-- start Working data --

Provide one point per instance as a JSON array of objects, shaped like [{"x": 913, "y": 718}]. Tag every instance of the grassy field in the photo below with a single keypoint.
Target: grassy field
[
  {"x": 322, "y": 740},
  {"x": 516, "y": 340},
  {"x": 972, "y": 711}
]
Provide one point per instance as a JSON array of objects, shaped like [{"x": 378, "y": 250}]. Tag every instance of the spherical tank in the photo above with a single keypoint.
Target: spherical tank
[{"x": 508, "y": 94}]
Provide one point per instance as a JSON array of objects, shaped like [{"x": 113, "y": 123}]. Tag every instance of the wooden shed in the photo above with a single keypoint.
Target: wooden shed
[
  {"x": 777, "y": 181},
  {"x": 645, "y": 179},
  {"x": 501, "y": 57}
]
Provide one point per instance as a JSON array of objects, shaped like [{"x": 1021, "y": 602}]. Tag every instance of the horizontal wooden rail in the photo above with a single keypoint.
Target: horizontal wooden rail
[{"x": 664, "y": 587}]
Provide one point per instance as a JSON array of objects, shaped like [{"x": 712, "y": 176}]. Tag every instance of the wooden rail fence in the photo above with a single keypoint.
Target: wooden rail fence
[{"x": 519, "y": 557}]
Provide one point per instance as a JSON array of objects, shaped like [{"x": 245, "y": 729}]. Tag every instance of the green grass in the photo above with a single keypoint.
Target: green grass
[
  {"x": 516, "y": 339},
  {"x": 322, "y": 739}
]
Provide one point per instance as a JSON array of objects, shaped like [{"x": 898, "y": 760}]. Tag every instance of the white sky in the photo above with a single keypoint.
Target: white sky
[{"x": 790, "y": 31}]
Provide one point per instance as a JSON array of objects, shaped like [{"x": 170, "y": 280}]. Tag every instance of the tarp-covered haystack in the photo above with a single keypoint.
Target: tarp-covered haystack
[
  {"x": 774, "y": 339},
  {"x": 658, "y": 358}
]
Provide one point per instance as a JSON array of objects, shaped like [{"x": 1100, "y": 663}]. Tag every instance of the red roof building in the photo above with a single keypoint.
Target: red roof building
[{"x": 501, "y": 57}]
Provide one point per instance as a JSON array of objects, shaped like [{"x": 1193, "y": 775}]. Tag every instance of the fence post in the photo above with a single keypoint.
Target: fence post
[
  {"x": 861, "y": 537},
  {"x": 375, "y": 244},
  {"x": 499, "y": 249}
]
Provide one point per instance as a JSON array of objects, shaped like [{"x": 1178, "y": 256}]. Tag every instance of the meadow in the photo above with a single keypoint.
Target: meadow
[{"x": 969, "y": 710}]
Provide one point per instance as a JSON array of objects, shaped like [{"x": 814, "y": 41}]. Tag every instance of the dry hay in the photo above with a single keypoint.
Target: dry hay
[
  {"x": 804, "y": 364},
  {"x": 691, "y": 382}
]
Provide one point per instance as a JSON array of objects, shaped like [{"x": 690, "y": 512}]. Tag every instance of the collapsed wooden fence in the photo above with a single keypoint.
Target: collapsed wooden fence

-- end Working data --

# [Your goal]
Give the part of the entries that starts with the line containing "of the fence" and continues through the last entry as a numbered list, leaving out any blank lines.

# [Written answer]
1. Provide one point per instance as a JSON array of objects, shaped like [{"x": 1193, "y": 775}]. Tag every instance of the fence post in the photo above with a single keypoint.
2. Target: fence post
3. [
4.   {"x": 861, "y": 537},
5.   {"x": 375, "y": 244},
6.   {"x": 499, "y": 249}
7. ]
8. Provide one point per instance as a JSON array of objects, shaped like [{"x": 1178, "y": 256}]. Tag every instance of the meadow in the photo above with a single keypoint.
9. Target: meadow
10. [{"x": 969, "y": 710}]
11. Provide one point per instance as a JSON array of objects, shaped like [{"x": 814, "y": 41}]. Tag every instance of the dry hay in the photo above with a single keypoint.
12. Target: dry hay
13. [
14.   {"x": 804, "y": 364},
15.   {"x": 691, "y": 382}
16. ]
17. Provide one point per instance as a JSON array of objects, shaped like [{"x": 690, "y": 512}]. Tag every instance of the collapsed wooden fence in the photo above with a single keypoint.
18. Target: collapsed wooden fence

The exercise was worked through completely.